# What you need to do:
Format the lines from the one containing "of the window" through the end of the lines as a JSON list of strings, one string per line and omitting any blank lines.

(Object position labeling lines)
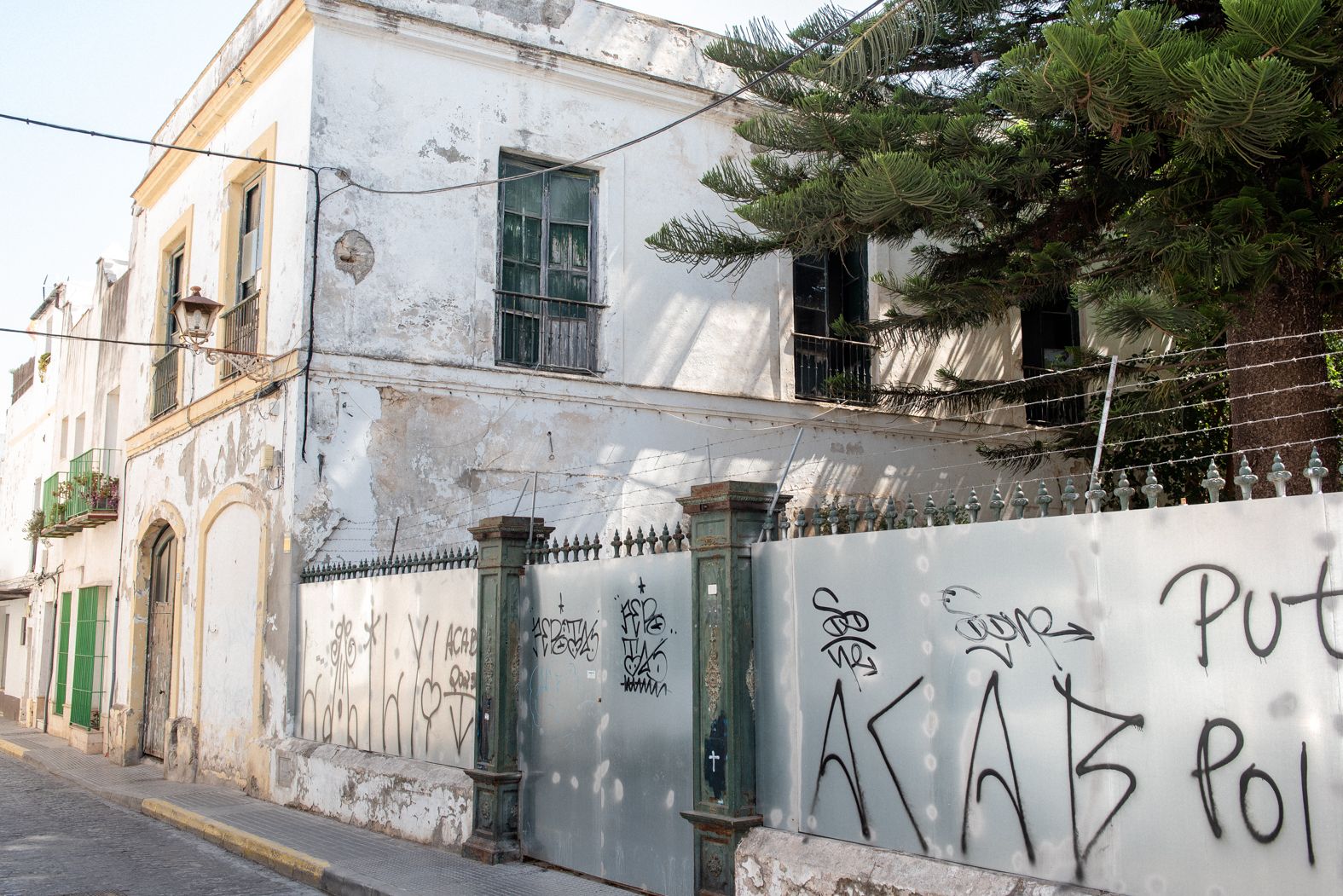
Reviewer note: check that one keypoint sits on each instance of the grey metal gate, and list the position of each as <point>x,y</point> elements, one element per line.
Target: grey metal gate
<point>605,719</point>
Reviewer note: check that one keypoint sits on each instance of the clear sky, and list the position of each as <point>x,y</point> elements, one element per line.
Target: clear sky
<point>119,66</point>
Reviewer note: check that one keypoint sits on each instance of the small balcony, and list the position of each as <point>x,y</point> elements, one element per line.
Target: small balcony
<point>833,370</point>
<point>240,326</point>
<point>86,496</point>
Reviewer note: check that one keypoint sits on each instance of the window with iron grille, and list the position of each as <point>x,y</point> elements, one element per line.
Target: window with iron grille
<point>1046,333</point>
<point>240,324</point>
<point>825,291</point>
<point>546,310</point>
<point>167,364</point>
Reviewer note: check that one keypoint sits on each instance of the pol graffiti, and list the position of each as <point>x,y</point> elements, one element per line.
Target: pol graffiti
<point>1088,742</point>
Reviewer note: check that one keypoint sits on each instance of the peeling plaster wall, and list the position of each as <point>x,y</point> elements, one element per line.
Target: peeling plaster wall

# Written solution:
[
  "Reviewer note: check that one keypoint sits on each instance of the window with iron grille, and list the position of each as <point>x,y</point> elements, one element per line.",
  "Target: window with iron grille",
  "<point>1046,333</point>",
  "<point>240,324</point>",
  "<point>825,291</point>",
  "<point>546,310</point>",
  "<point>167,364</point>",
  "Reviewer note: check that one keypoint sits on each instance of the pol graffiti, and list the position of each as <point>x,y</point> elements, one element per line.",
  "Target: pol graffiti",
  "<point>1088,742</point>",
  "Reviewer note: check that one keypoint sits on each instance of the peeling plaster wall, and list the position of each as <point>x,y</point> elements, one element per line.",
  "Target: peeling plaster wall"
]